» **Exercise goal**: In the records, rewrite the lines from the one containing "Find blue sky." through the one containing "0 567 1097 634", changing "red girder" to "steel beam" and leaving everything else the same.
+ + + + +
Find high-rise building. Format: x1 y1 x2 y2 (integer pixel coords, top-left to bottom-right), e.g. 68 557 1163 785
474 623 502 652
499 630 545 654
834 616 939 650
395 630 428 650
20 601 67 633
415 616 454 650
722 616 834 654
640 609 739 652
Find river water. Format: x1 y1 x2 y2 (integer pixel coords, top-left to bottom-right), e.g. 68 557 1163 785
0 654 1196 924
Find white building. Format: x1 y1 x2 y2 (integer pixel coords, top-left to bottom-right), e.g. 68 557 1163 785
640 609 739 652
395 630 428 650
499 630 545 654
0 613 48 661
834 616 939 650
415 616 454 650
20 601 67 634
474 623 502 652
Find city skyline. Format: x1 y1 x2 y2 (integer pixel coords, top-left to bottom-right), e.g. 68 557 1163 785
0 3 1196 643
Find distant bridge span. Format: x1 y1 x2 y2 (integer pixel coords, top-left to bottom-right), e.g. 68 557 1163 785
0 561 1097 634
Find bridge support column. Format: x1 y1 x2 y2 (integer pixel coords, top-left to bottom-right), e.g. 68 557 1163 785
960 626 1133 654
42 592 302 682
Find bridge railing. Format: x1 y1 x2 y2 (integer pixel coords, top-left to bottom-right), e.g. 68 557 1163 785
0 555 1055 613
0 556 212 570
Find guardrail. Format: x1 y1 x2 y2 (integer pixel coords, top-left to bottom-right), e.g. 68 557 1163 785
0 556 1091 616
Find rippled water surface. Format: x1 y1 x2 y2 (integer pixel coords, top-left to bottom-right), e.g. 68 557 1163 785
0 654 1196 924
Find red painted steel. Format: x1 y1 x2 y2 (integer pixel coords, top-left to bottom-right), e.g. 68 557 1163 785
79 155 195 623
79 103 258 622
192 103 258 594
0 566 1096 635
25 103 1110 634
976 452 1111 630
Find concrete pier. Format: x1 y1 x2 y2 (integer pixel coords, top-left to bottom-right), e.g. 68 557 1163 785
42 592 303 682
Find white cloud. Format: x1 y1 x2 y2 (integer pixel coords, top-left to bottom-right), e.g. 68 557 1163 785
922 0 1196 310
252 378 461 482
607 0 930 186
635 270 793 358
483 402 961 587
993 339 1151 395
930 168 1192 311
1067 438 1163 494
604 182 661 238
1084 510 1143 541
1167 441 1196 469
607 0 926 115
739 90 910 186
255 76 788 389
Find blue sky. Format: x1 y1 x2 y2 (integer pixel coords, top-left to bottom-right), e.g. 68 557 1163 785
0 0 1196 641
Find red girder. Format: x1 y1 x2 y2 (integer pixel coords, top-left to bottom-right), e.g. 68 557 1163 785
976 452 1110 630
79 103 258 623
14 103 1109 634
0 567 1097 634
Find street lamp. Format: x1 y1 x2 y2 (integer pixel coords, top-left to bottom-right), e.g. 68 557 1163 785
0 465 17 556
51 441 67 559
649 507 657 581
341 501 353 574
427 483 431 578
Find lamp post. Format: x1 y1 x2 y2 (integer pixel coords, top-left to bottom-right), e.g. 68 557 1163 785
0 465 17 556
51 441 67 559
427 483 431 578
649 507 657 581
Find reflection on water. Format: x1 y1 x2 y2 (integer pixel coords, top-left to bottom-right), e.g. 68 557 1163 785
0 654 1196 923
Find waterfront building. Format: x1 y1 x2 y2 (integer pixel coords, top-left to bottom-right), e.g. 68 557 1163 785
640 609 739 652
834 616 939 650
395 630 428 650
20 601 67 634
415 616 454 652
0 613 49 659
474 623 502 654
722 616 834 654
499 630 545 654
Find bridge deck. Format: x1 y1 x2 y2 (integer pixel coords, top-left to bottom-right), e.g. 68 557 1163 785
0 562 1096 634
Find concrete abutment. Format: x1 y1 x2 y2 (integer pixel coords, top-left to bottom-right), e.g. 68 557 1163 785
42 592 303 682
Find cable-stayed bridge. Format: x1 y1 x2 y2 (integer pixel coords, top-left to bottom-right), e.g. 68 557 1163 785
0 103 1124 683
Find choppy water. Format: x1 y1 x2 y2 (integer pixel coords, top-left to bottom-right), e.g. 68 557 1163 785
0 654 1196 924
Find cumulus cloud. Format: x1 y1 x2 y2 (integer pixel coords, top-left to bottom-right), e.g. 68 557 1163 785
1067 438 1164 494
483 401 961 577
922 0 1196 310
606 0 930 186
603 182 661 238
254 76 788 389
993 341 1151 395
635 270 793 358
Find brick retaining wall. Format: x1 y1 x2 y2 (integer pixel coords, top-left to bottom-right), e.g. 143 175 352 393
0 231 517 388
+ + + + +
» **Exercise result**:
Find blue sky. Format: x1 y1 x2 y2 (integer pixel coords, top-left to bottom-right), e.g. 68 557 1163 785
0 0 1196 641
Find steel beam. Format: x1 y1 x2 y2 (integer pixel coords, top-left to bottom-right), e.g. 68 557 1163 785
976 452 1110 630
79 103 258 623
14 103 1109 634
0 567 1097 634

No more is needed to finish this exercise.